Entries from a dataset
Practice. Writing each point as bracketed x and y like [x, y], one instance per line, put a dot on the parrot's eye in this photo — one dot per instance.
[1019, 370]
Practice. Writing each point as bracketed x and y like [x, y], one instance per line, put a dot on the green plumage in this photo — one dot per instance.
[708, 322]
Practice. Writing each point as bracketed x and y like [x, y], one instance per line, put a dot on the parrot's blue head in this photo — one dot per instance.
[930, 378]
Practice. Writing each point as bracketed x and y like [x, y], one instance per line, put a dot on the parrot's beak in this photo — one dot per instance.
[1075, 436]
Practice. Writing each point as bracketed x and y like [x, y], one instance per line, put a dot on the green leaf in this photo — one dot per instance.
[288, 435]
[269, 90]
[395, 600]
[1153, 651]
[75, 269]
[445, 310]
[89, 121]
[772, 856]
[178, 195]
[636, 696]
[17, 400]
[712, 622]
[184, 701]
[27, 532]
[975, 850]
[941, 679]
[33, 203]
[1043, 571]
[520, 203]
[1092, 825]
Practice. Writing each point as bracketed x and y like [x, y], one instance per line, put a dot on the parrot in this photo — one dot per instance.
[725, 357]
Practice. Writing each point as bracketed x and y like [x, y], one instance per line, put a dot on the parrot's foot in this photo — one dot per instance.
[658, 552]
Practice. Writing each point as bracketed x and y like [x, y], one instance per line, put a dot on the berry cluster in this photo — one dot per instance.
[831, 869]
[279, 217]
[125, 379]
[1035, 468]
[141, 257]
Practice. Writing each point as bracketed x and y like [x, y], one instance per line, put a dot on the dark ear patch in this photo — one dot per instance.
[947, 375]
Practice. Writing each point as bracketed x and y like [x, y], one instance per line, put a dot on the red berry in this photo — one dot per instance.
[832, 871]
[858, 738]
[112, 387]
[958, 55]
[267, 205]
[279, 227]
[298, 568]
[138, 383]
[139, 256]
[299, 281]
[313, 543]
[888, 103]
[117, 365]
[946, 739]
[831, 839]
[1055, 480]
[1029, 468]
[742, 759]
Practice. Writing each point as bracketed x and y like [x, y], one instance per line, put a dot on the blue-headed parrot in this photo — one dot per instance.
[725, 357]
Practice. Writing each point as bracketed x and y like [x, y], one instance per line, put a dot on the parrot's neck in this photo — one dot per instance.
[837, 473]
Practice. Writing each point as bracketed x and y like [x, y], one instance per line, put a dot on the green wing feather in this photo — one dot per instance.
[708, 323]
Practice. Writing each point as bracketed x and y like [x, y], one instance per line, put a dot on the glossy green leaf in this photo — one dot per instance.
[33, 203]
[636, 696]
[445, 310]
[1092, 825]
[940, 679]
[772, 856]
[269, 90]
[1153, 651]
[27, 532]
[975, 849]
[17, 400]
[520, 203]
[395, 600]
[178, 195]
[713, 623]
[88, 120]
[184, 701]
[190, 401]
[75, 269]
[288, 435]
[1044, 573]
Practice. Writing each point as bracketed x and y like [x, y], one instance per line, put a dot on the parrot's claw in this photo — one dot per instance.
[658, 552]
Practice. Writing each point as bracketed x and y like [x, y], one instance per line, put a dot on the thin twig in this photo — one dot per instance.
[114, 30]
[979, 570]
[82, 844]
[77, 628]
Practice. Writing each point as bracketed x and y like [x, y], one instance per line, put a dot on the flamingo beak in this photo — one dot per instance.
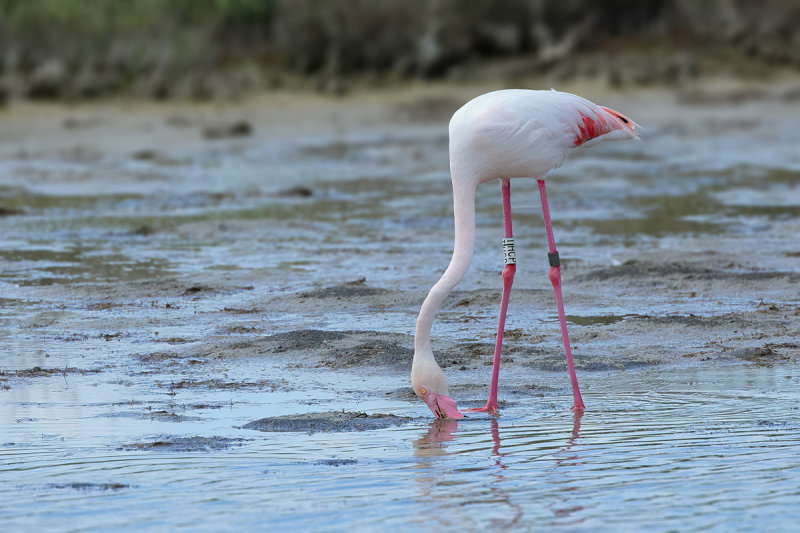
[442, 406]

---

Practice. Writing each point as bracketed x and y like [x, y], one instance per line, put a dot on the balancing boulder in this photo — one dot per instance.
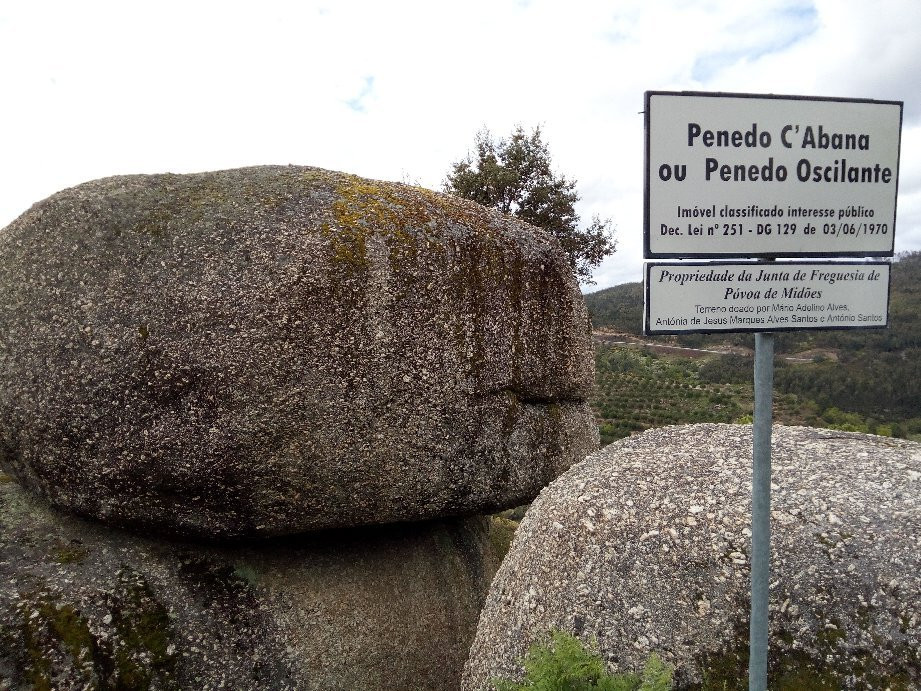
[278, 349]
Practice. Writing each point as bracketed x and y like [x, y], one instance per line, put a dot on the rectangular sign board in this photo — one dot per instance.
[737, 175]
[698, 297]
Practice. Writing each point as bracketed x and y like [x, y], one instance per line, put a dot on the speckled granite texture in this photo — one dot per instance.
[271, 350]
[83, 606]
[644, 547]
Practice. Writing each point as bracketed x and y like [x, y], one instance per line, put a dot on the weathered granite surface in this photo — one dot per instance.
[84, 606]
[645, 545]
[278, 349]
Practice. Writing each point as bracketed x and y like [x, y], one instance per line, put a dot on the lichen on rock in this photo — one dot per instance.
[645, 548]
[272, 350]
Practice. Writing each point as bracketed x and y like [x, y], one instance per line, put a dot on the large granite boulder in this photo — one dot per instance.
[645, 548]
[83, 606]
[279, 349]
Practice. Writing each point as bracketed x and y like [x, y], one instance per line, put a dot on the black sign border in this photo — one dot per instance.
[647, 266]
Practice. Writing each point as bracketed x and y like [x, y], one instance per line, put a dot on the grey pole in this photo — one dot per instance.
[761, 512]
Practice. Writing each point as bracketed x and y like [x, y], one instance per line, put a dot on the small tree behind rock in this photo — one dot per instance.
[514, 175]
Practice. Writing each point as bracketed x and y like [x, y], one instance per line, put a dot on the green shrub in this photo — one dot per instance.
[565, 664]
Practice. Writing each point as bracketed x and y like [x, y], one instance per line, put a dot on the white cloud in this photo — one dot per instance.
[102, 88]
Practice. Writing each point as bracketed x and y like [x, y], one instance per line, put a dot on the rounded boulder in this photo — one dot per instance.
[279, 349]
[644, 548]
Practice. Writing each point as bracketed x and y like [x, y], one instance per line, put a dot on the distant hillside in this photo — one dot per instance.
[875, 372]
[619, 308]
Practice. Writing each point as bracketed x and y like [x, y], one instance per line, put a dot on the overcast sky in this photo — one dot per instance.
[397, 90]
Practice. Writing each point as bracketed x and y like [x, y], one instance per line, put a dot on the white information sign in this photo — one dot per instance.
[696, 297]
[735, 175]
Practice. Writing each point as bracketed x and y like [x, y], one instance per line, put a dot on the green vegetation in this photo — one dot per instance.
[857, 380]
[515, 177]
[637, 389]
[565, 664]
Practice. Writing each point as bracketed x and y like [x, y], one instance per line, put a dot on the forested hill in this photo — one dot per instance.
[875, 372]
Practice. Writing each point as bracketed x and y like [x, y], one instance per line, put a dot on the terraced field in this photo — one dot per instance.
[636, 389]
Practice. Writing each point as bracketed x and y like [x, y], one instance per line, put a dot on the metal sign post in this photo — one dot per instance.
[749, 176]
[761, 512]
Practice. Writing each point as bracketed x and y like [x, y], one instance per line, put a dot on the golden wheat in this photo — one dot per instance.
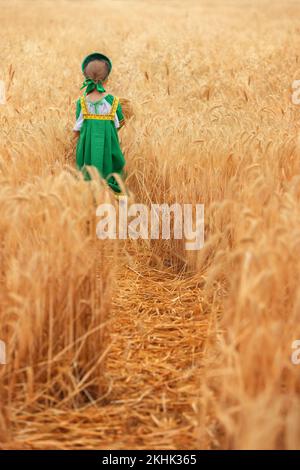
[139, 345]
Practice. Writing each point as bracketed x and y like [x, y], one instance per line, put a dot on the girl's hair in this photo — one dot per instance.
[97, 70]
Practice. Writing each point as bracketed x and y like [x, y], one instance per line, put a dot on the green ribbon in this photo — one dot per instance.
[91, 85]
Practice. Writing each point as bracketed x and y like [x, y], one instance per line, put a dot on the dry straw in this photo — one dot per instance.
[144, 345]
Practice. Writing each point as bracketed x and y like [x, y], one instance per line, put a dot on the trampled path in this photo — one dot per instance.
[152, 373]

The task: Pull out every line of the records above that contains the word "overcast", copying each such line in full. Treat the match as case-sensitive.

Solved exercise:
Practice. Writing each point as bracketed x and y like [x, y], one instance per line, put a dot on the overcast sky in this photo — one dot per instance.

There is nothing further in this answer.